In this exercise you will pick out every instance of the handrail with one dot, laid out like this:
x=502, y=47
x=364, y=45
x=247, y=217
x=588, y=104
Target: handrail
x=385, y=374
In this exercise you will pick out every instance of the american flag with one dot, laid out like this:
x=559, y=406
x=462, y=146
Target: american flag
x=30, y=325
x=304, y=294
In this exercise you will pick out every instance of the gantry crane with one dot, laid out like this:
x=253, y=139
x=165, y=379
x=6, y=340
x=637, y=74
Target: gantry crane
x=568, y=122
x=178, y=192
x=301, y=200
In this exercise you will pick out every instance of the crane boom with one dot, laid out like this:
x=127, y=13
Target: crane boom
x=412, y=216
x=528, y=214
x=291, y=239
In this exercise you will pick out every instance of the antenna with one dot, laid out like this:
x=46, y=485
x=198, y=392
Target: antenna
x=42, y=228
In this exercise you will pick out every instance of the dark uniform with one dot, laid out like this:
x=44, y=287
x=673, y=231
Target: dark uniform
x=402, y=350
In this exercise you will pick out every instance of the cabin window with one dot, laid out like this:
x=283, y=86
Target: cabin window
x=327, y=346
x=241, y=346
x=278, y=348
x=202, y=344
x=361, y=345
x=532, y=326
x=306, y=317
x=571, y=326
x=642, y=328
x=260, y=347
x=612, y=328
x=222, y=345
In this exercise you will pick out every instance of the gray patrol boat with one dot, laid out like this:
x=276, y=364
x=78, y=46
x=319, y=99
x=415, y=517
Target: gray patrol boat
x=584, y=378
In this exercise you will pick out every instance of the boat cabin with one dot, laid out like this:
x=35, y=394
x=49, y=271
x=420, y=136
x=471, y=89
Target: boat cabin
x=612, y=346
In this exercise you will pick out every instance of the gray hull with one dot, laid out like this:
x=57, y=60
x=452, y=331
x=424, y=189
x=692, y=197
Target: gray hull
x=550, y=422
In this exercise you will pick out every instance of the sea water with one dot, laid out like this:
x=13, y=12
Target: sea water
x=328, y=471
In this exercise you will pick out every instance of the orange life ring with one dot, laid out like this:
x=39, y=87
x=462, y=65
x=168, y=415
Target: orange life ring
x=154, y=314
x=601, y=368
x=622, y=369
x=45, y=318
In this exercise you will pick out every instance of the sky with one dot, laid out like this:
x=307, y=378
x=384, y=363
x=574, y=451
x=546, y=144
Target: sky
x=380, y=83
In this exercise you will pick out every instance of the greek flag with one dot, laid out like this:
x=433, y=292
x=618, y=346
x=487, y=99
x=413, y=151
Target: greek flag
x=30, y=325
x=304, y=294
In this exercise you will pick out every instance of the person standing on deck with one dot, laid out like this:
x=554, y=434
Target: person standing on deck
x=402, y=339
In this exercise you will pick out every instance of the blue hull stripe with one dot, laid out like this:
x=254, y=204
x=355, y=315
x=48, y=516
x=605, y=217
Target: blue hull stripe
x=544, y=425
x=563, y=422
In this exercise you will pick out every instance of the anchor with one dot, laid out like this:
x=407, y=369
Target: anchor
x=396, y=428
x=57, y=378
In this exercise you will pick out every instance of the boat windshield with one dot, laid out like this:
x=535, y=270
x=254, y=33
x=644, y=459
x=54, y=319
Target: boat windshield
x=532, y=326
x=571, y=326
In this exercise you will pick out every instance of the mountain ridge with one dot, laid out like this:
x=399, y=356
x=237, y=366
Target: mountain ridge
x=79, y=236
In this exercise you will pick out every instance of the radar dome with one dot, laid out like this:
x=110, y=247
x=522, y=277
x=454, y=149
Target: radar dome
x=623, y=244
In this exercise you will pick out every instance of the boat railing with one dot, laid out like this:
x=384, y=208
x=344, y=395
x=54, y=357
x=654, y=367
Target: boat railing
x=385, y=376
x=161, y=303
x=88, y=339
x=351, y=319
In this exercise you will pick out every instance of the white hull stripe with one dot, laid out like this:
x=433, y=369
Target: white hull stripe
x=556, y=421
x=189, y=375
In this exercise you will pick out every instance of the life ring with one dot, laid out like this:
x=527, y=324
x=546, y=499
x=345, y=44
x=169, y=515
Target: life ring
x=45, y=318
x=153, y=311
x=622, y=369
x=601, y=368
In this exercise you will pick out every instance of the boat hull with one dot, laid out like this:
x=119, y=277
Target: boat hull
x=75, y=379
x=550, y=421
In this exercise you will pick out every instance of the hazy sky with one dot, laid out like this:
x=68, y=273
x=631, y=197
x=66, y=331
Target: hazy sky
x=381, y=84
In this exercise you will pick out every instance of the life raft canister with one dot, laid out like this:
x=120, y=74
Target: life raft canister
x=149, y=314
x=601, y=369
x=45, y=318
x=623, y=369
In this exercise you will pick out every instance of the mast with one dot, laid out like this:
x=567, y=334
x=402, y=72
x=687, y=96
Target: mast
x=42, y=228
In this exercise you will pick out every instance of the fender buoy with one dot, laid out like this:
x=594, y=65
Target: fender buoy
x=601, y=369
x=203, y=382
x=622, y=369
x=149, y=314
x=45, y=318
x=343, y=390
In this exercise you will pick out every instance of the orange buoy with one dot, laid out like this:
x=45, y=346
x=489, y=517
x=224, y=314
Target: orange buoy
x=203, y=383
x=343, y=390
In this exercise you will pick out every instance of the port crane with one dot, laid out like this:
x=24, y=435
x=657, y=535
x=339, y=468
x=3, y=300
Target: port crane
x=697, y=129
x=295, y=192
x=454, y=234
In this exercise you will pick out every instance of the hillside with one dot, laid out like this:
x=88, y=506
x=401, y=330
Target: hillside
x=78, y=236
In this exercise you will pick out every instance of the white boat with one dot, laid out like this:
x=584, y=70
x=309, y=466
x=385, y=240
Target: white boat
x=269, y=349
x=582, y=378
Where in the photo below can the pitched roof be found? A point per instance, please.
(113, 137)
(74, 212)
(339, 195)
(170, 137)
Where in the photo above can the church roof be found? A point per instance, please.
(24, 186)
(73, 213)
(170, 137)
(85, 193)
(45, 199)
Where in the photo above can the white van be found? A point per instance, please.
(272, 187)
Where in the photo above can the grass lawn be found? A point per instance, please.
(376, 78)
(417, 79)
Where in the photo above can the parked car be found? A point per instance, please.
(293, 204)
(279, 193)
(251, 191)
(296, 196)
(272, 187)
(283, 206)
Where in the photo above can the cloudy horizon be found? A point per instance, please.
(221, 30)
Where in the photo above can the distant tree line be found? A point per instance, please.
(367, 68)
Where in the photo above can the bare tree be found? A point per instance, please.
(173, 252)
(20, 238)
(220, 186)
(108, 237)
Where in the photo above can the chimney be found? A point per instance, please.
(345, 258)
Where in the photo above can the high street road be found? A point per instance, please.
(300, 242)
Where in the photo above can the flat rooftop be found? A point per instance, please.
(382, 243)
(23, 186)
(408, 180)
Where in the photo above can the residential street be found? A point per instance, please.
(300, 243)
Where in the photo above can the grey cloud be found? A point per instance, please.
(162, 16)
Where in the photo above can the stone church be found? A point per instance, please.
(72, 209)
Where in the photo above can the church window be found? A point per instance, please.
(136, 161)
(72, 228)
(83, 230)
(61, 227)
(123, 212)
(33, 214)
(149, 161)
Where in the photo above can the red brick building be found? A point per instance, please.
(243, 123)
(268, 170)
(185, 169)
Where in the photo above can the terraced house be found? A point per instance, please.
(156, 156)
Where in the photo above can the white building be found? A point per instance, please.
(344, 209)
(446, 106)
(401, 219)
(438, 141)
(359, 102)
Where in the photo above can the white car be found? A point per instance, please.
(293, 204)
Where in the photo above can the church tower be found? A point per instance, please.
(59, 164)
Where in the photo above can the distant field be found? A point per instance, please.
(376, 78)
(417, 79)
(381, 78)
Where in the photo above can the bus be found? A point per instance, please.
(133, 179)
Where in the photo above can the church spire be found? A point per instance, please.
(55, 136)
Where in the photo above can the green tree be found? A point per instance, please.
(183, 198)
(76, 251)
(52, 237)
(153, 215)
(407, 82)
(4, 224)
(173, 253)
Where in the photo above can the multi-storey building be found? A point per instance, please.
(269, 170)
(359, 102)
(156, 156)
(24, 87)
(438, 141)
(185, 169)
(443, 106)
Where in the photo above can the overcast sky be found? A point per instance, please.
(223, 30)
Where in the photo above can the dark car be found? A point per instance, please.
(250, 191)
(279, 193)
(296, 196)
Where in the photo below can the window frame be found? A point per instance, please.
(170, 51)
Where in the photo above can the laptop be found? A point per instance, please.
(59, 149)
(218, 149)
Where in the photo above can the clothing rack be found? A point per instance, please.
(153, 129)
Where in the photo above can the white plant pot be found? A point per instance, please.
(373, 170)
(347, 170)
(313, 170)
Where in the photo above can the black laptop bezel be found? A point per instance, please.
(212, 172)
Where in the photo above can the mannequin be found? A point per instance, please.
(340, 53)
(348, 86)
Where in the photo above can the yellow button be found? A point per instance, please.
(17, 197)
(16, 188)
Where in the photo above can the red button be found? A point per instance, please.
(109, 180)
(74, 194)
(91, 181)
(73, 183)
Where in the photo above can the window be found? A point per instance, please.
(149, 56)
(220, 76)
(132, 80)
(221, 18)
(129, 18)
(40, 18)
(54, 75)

----

__Your objective__
In the listing above, locate the line containing "of the mast" and the line containing "of the hillside". Transcribe those two lines and everything between them, exactly as written.

__Answer section__
In this exercise you will pick out every instance of the mast with one dot, laid out like this:
x=567, y=334
x=402, y=72
x=687, y=96
Target: mast
x=42, y=228
In this exercise you will pick out every instance of the fender buoy with one dot, laid out like this:
x=594, y=65
Target: fender buoy
x=601, y=369
x=203, y=382
x=622, y=369
x=149, y=314
x=45, y=318
x=343, y=390
In this exercise you will pick out every instance of the orange buoy with one dot, laid out like this:
x=45, y=346
x=489, y=517
x=224, y=314
Target: orange buoy
x=203, y=383
x=343, y=390
In this exercise you will pick out every instance of the port crane with one dot, laid out like this:
x=24, y=435
x=657, y=535
x=339, y=468
x=3, y=300
Target: port crane
x=697, y=129
x=295, y=192
x=454, y=234
In this exercise you will pick out every instance of the hillside with one dot, laid out like this:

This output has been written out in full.